#### [Dataset entries]
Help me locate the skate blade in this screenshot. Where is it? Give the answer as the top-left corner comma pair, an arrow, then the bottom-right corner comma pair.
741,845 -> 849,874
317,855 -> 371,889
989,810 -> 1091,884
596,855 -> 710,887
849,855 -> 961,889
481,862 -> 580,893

#### [What you are asked to do]
Can you copy out every one of the entries above word for word, without changing a single character?

#### [Solution below]
Help me locate the skate blade in this screenshot. Where is it? Give the answer as the top-left corner comma pair, an arrow, then the bottom-right corner comma pair.
741,845 -> 849,874
317,855 -> 371,889
989,810 -> 1091,884
596,855 -> 710,887
849,855 -> 961,889
481,862 -> 580,893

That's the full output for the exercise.